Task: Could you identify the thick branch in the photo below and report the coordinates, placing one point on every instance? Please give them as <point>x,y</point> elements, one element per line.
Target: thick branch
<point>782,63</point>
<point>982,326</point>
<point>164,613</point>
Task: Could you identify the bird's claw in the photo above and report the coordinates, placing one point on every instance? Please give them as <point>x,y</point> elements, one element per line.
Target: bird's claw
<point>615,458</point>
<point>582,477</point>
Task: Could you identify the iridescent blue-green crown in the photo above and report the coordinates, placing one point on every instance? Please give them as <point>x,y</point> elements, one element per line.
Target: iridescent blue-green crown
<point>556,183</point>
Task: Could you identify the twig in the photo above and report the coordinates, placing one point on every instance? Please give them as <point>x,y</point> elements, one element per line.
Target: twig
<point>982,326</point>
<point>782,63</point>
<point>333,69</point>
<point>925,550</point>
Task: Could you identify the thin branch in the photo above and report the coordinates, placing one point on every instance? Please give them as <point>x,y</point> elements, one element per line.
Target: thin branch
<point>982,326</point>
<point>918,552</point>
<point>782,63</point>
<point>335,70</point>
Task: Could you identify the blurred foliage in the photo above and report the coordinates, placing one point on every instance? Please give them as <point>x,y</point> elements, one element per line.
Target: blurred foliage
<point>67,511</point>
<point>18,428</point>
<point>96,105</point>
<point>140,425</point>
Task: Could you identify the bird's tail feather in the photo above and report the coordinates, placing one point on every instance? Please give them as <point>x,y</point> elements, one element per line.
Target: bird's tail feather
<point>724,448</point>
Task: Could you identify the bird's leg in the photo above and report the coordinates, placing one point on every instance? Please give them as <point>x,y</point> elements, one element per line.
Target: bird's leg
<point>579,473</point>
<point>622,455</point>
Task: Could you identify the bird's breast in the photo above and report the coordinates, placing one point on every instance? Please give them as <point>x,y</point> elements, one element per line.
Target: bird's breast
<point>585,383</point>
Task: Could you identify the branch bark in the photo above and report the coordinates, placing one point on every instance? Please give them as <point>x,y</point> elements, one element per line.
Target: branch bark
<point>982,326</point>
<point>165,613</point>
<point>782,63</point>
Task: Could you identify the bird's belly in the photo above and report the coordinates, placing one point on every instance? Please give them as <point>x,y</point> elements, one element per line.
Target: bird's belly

#### [EXERCISE]
Transcribe every entry exactly, omitting nothing.

#### [WORKED SOLUTION]
Task: Could you identify the thick branch in the photo below and report the coordinates, placing one point on every instance? Please give them as <point>x,y</point> elements, one element per line.
Target: thick branch
<point>782,63</point>
<point>982,326</point>
<point>164,613</point>
Task: Could you identify the bird's claw in the photo above and report the coordinates, placing one point on every instance? Please give them as <point>x,y</point> elements, one element per line.
Target: bird's claw
<point>615,458</point>
<point>582,477</point>
Task: Could you identify the iridescent blue-green crown in the photo above and report the coordinates, placing one point on every instance? Please give them as <point>x,y</point> elements, one element per line.
Target: iridescent blue-green crown
<point>556,183</point>
Task: Could you identify the twig in the photo above and report the coordinates, placing one point on every instance? Please give them as <point>x,y</point> elements, one element per line.
Target: twig
<point>982,326</point>
<point>782,63</point>
<point>333,69</point>
<point>925,550</point>
Task: Could you identify the thin branch in the photo above and report the coordinates, placing one point on every instance? Please give them as <point>x,y</point> elements, one element per line.
Target: thin branch
<point>982,326</point>
<point>918,552</point>
<point>782,63</point>
<point>335,70</point>
Task: Could you identify the blurred foliage in the photo above and report the coordinates, placing one point on every instance? Please give them as <point>x,y</point> elements, one element per line.
Target: blurred foliage
<point>67,511</point>
<point>18,428</point>
<point>96,105</point>
<point>140,425</point>
Task: Could you identify the bird's tail feather in the photo above and report the coordinates, placing one point on every instance? Please give them as <point>x,y</point> elements, one element per line.
Target: bird's tail feather
<point>724,448</point>
Task: Could you identify the bird's leg in the photo above and report the coordinates, placing one point on every instance? Please give them as <point>x,y</point> elements, one element per line.
Target: bird's leg
<point>579,473</point>
<point>622,455</point>
Task: Could you identify the bird's breast in the photo above and report the coordinates, placing one point on every instance? Please give them as <point>x,y</point> elements, one element per line.
Target: bird's breast
<point>585,383</point>
Task: Could you identify the branch bark in the photo above and report the coordinates, placing one point on every instance? Please give them as <point>x,y</point> elements, one element per line.
Target: branch bark
<point>982,326</point>
<point>165,613</point>
<point>782,63</point>
Task: Could you identify the bird's belly in the photo above and report the coordinates, placing one point on every instance? Please give them as <point>x,y</point> elements, one element per line.
Target: bird's belly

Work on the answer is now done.